List every line below that contains the string "navy". Case counts.

The input:

<<<<

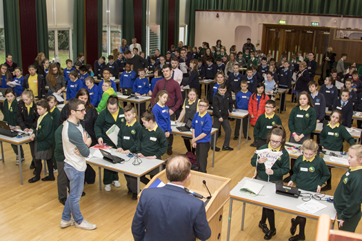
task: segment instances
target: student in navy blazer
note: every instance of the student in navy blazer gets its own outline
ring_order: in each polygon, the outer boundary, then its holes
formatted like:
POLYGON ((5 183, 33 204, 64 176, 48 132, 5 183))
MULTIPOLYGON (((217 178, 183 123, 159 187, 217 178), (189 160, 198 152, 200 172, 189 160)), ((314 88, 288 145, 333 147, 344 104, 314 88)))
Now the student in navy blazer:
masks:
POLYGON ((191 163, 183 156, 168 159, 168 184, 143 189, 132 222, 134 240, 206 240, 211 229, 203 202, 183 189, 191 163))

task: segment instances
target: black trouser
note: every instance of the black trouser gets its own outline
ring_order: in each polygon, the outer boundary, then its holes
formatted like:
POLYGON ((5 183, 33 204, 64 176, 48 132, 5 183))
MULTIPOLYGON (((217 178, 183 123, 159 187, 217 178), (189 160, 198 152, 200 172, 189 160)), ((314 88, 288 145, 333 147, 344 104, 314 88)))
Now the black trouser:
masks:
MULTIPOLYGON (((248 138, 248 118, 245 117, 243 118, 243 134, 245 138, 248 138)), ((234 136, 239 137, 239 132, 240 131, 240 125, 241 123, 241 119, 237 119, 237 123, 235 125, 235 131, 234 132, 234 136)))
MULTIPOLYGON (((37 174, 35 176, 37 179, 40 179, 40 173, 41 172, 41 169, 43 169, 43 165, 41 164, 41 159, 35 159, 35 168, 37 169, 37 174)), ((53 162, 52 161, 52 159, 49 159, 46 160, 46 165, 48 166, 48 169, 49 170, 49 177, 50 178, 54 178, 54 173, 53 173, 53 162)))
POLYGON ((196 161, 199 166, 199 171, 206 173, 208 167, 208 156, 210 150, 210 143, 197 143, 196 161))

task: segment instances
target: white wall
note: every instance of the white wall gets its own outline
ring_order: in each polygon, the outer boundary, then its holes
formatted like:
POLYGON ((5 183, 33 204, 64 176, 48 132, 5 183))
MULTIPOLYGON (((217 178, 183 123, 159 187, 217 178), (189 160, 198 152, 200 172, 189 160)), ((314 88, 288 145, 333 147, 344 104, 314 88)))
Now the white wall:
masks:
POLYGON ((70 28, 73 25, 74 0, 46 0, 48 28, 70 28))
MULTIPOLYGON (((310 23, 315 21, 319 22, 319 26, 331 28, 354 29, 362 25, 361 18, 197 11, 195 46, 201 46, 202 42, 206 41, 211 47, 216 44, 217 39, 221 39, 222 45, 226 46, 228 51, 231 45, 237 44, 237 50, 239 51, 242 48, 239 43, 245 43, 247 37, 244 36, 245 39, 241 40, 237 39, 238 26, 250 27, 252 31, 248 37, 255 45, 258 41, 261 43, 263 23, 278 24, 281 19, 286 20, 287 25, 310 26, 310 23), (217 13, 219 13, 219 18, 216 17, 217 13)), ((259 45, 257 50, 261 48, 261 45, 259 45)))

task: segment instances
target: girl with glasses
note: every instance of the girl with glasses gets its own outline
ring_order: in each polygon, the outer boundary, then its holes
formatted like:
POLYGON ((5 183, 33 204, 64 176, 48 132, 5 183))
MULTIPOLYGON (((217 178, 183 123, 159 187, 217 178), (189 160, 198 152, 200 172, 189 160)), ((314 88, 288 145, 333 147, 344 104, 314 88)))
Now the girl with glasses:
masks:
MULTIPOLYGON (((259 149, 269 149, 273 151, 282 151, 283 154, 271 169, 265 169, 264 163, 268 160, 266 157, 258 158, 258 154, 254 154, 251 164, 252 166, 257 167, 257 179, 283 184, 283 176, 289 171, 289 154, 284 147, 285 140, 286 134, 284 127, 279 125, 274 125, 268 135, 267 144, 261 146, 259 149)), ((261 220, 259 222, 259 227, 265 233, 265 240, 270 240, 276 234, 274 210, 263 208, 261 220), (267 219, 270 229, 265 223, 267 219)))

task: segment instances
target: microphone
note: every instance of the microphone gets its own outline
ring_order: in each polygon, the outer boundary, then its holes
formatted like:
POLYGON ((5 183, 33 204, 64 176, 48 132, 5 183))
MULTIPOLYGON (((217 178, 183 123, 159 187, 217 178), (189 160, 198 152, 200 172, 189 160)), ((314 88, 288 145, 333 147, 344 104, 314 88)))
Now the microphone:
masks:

>>>>
<<<<

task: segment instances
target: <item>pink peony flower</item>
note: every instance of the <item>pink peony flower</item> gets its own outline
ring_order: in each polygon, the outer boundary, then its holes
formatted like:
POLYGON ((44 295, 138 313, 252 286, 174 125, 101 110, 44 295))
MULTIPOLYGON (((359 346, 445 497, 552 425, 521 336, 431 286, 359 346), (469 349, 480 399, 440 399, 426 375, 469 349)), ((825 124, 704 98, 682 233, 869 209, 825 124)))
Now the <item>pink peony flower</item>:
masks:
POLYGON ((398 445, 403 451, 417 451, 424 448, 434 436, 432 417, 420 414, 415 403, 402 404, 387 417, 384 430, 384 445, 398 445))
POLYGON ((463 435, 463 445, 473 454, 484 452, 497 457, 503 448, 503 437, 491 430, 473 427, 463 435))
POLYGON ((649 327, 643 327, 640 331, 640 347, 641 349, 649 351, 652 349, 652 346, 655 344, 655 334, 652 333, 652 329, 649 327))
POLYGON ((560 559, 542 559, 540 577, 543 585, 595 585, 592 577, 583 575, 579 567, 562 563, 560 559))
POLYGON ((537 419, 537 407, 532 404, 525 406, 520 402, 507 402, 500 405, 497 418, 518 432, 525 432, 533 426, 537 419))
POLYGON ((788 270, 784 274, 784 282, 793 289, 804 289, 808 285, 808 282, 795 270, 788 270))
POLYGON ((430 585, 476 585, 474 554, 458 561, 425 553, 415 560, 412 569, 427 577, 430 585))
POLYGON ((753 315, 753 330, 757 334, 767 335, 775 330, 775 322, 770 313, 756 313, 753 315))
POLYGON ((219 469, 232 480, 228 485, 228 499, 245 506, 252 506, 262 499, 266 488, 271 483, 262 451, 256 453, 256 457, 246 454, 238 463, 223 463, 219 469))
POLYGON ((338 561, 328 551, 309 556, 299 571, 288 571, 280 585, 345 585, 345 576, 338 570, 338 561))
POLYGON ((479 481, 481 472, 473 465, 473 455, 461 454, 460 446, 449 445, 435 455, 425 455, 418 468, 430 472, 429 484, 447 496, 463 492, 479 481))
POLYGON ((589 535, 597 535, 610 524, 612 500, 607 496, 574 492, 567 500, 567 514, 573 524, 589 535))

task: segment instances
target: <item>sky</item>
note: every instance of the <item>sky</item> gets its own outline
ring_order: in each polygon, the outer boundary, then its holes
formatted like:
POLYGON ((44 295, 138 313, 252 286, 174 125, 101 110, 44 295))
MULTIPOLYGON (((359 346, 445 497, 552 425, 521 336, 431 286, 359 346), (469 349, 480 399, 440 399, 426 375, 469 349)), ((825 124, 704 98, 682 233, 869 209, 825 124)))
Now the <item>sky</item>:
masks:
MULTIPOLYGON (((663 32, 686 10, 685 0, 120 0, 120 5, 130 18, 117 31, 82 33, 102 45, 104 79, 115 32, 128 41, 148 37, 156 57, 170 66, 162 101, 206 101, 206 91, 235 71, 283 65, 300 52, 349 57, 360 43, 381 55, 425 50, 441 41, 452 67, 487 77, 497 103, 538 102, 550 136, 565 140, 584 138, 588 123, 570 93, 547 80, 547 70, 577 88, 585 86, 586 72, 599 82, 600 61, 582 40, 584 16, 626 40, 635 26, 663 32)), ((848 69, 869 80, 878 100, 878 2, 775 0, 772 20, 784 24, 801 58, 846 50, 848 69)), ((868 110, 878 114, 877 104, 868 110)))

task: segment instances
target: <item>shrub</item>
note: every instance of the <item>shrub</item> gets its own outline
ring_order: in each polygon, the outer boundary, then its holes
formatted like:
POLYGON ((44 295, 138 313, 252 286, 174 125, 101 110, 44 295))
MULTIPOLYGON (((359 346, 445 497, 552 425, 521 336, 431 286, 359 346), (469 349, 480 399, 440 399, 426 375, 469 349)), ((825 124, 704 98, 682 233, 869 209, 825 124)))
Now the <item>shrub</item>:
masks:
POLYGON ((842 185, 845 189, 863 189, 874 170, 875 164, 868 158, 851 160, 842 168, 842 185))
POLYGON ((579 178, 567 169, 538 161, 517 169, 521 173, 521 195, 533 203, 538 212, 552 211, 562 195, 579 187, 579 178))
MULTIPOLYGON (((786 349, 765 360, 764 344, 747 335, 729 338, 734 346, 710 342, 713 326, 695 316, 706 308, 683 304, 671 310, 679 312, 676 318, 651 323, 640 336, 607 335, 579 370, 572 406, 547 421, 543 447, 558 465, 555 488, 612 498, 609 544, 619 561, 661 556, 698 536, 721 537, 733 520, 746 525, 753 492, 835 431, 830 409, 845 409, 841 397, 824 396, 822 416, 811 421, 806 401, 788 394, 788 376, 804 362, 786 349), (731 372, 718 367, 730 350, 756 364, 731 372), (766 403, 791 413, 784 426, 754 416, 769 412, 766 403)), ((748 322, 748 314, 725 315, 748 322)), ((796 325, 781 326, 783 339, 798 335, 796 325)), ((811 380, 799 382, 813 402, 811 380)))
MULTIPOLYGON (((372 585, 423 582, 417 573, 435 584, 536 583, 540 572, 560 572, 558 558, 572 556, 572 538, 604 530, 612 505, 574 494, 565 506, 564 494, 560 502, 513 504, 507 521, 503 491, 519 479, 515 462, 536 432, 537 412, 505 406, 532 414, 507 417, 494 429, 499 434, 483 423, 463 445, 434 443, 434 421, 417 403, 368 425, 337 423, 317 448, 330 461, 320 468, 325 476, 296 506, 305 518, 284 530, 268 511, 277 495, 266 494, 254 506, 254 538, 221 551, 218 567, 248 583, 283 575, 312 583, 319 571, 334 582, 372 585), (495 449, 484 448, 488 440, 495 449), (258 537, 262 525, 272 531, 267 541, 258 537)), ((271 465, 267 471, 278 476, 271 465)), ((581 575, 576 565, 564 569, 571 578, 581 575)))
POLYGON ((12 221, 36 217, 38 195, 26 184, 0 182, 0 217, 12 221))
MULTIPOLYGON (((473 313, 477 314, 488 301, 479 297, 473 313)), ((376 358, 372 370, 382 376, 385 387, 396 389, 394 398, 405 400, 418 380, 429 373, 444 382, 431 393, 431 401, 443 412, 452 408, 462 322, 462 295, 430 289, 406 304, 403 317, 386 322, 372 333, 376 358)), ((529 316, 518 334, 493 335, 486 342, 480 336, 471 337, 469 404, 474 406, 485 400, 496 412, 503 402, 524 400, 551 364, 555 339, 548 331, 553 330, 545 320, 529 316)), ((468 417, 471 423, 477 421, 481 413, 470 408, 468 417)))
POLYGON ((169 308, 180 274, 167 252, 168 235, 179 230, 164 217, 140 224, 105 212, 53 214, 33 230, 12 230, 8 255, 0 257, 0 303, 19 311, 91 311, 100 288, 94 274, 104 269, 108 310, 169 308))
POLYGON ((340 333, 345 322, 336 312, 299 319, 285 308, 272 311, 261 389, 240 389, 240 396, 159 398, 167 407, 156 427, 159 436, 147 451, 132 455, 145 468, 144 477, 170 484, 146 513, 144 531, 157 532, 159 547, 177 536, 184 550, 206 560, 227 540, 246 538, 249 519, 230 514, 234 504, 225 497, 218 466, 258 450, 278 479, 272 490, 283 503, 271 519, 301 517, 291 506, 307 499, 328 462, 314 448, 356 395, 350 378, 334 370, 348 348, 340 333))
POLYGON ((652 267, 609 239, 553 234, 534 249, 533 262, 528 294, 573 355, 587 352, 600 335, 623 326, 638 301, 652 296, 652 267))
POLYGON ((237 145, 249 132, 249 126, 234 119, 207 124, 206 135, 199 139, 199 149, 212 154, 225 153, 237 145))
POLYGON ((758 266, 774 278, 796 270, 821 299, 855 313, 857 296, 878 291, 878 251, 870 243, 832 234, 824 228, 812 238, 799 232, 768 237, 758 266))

>>>>

Worked answer:
target: student in navy blazer
note: every instance of the student in navy blazer gets its own outline
Now the student in navy blazer:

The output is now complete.